++++ TEXTO FORNECIDO

“puluis et umbra sumus” (somos pó e sombra – Horácio)
É a Economia, estúpido!!
Um recente documentário da HBO, Pânico: Crise Financeira de 2008, trata da questão da fantástica Crise de 2005/2008, partindo do ponto de vista dos principais cabeças que estavam no olho do furacão: Bush Jr, Presidente dos EUA, Ben Bernanke, que presidia o FED, Hank Paulson, o Secretário do Tesouro dos EUA e Tim Geithner, Presidente do FED de Nova York.
Os dez anos da espetacular quebra do Lehman Brothers, o banco com triplo AAA, que virou pó em horas, parece que é um tempo curto, para muitos acham que é uma realidade distante, até na esquerda, pouco elaboramos e aprofundamos a Crise e seus desdobramentos para o mundo hoje. Quando posso, volto ao tema, reelaborando ideias e refazendo conceitos, textos, para incentivar o debate, nem sempre saindo do lugar.

++++++++
++++ MATERIAL FORNECIDO

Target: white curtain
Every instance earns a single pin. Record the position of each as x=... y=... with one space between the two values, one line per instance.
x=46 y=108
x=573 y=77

++++++++

=== TAREFAS A FAZER ===
a) Para cada frase abaixo, diga sim ou não conforme ela bate ou não com o texto sobre a crise financeira de 2008, e copie fielmente as palavras do texto que decidem: (i) O documentário citado é da HBO. (ii) Tim Geithner era o Secretário do Tesouro dos EUA. (iii) O Lehman Brothers era um banco com triplo AAA.
b) Escreva a parte seguinte do texto sobre a crise financeira de 2008, começando logo depois da última frase.

=== RESPOSTAS EM ORDEM ===
a)
(i) Sim: "Um recente documentário da HBO".
(ii) Não: "Hank Paulson, o Secretário do Tesouro dos EUA e Tim Geithner, Presidente do FED de Nova York".
(iii) Sim: "o banco com triplo AAA".

b)
Para compreender a conjuntura em que vivemos hoje, temos que entender o que houve foi a crise de 2005/2008, a maior Crise de Superprodução de Kapital desde 1929. O que nos faltou foi a exata compreensão do conceito de Crise. O afastamento de Marx, mesmo pela esquerda ideológica, impede de ver o que efetivamente acontece no mundo, como se a Economia Política do Kapital tivesse se tornado transcendente, numa leitura bem próxima dos liberais, uma derrota teórica, por isso que a crise de Superprodução os pegou de calças curtas.
A falta de polaridade parecia ter tornada o mundo uma via de mão única, como se o Capitalismo fosse o “fim da história”. Por mais de 15 anos, 1989 a 2004, essa lógica se manteve inalterada, ainda que intermediada por abalos na crise dos tigres asiáticos, a quebra do Brasil, a quebra da bolha de internet, porém, só quando uma velha conhecida do Kapital, resolveu dá as caras de forma absolutamente forte, a Crise de Superprodução, com bem mais força do que uma simples crise cíclica da década de 1990, é que o mundo acordou, a esquerda também.
Em 2005, TODOS os principais índices de riqueza eram positivos, o menor desemprego dos EUA, a recente fusão da UE, os salários em alta, as ações e o mercado imobiliário na estratosfera. A imensa nuvem de trilhões tinha incluído o centro do Capitalismo com seu poder de destruição, até mesmo os BRICS (África do Sul, China, Índia, Brasil e Rússia) foram incorporados à ciranda financeira mundial.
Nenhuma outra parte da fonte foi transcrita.